Pick out every line in the rows below that contains the string "glass" and copy each of those lines. Letter case counts when matching.

» Records shown

— begin —

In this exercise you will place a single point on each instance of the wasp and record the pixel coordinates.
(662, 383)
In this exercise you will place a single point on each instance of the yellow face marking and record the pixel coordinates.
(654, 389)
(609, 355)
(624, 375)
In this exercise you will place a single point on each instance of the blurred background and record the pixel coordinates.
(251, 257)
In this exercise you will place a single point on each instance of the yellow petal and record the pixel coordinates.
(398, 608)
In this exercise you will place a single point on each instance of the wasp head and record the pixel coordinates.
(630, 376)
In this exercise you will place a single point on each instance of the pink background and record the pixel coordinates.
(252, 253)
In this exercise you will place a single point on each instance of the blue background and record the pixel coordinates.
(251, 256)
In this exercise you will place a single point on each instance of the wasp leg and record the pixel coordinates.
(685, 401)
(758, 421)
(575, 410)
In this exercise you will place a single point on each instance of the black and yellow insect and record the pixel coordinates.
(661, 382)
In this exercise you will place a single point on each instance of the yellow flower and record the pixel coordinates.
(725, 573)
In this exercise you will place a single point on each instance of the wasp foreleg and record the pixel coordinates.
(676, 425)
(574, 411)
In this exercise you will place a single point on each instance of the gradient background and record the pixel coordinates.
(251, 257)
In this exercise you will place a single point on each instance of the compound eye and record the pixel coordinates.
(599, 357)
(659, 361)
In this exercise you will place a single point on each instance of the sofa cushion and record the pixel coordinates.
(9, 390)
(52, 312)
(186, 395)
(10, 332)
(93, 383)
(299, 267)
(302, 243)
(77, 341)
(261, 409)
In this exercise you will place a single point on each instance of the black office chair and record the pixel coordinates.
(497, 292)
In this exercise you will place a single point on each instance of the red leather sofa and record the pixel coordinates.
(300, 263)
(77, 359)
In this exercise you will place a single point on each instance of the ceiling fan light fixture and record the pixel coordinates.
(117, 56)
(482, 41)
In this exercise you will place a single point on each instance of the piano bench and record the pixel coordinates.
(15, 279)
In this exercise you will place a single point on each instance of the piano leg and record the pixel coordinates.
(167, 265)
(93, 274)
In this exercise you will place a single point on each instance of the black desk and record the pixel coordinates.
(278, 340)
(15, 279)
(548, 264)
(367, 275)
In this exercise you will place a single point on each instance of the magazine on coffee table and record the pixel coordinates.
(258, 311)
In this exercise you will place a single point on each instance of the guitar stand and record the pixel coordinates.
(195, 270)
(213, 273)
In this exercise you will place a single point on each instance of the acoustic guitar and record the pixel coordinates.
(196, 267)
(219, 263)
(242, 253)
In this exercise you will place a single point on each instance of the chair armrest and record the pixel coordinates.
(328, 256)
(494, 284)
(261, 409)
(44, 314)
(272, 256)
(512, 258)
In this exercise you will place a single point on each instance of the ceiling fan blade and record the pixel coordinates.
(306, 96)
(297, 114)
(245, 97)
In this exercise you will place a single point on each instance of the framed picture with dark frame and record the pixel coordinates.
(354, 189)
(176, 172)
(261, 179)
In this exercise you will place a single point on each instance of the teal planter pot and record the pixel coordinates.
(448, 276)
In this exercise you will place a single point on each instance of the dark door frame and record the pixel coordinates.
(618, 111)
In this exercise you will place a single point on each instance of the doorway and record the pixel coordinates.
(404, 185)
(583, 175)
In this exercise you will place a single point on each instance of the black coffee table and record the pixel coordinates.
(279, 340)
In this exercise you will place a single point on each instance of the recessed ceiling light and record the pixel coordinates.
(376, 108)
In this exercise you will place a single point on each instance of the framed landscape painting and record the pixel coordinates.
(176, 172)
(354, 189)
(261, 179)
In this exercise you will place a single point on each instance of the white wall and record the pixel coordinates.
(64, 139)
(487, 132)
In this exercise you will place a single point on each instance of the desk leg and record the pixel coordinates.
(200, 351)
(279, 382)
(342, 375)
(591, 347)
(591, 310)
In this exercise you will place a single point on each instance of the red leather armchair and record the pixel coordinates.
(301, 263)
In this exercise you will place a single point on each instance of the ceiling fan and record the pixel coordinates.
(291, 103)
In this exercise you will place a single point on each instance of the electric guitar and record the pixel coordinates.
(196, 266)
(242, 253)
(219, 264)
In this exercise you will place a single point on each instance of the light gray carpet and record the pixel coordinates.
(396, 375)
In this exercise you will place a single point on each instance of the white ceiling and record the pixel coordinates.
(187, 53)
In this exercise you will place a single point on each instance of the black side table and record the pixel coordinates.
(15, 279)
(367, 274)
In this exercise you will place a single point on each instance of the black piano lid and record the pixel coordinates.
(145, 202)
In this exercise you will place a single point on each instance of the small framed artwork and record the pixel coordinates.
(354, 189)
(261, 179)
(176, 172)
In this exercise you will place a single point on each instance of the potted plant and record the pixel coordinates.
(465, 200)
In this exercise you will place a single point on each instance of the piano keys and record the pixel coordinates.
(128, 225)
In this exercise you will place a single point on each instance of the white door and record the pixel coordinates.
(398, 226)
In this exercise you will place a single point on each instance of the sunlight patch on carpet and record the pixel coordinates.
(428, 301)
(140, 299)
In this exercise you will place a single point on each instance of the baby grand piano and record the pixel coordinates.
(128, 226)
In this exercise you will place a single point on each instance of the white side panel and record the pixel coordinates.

— end —
— begin —

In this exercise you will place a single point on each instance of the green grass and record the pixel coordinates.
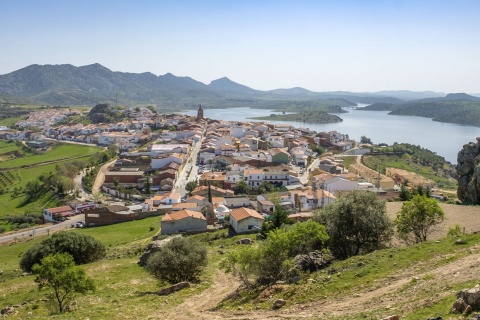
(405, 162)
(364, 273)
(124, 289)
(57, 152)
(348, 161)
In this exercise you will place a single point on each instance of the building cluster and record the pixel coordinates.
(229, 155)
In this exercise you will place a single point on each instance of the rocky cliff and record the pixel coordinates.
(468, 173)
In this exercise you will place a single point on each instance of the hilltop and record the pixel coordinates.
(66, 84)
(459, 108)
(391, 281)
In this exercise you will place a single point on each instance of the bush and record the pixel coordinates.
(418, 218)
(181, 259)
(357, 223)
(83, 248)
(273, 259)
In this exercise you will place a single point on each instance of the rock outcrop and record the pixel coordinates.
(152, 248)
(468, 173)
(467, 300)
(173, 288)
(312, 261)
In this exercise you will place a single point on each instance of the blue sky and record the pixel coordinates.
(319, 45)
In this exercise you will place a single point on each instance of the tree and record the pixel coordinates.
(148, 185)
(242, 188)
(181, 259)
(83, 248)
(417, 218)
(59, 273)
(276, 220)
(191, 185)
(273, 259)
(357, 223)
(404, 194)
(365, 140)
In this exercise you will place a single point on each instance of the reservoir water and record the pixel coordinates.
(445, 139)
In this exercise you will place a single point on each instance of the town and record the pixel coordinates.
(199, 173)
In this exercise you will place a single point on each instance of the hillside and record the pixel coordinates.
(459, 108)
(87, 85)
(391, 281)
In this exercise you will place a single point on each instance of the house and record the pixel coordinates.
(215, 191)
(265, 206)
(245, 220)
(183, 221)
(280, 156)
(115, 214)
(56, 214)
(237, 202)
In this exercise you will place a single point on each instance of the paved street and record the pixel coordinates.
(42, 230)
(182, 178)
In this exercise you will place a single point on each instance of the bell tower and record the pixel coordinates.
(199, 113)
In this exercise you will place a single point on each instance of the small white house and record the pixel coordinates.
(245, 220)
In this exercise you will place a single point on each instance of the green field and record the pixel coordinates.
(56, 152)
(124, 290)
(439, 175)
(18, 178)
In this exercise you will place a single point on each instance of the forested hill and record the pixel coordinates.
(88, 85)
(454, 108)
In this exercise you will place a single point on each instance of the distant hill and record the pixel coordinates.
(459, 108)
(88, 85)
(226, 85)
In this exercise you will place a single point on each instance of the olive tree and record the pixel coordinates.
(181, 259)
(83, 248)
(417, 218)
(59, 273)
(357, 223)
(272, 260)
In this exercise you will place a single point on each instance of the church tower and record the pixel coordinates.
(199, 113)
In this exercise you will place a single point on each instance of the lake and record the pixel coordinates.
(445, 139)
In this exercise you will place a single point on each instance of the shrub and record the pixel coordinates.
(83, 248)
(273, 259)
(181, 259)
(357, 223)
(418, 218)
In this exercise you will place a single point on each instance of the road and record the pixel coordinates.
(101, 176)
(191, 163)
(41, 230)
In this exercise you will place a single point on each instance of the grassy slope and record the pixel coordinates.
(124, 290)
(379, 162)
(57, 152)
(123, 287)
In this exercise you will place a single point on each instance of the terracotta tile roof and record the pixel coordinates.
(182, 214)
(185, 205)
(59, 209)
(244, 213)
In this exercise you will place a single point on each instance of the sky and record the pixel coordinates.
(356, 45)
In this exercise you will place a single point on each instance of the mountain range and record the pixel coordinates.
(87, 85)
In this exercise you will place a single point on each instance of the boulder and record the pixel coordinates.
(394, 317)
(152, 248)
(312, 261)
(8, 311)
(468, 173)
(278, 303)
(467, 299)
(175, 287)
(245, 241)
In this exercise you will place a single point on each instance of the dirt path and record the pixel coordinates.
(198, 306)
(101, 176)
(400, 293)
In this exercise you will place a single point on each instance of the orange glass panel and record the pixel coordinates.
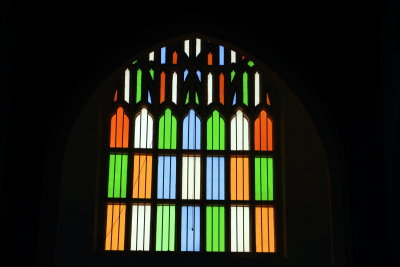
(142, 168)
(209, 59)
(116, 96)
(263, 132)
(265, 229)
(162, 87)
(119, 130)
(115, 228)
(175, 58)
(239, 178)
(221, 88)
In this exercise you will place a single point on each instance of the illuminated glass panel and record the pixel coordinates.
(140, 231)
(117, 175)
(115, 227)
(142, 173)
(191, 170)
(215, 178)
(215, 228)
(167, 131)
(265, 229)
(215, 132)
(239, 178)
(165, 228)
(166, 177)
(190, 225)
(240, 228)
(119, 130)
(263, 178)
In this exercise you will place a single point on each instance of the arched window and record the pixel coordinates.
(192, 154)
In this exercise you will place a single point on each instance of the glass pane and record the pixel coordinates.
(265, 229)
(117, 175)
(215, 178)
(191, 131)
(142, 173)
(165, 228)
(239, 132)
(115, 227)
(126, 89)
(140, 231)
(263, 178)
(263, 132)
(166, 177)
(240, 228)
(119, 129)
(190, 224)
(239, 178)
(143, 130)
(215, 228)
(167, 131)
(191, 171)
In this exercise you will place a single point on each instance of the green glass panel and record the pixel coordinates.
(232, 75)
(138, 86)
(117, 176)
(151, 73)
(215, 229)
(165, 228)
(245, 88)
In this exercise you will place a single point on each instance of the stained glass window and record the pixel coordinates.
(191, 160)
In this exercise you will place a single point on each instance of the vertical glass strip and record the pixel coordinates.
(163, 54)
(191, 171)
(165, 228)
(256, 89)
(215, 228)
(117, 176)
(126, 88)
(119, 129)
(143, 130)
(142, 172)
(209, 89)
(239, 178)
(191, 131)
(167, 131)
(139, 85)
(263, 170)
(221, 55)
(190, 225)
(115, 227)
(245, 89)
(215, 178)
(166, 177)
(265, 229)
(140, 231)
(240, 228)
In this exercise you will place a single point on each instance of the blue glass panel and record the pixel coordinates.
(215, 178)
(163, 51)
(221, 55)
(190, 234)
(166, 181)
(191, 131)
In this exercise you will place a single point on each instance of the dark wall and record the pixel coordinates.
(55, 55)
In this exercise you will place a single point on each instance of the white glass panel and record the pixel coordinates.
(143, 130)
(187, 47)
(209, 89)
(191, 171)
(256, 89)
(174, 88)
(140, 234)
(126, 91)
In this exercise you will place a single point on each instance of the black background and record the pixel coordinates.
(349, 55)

— end —

» Solution
In this exercise you will place a single point on each instance of the orange glass panel and record the pixel coordinates.
In this exercise you will place a single point on each instance of the illuminated glass panel and record the pixel coordinates.
In this exercise you will place a single point on each instance of the glass pane and record the pixel coordinates.
In this exercise you will place a single point on each instance of the green glass panel and record the pixel coordinates.
In this exercise you will place a single point on each instance of the stained glass window and record the pixel coordinates.
In this exercise you will place a single point on each instance of the vertical glass strip and record the pixel coordinates.
In this exercise you will place a single point on each instance of the blue glass panel and record the pixel coordinates.
In this exercise you will place a single point on each instance of the white glass panel and record the pixel coordinates.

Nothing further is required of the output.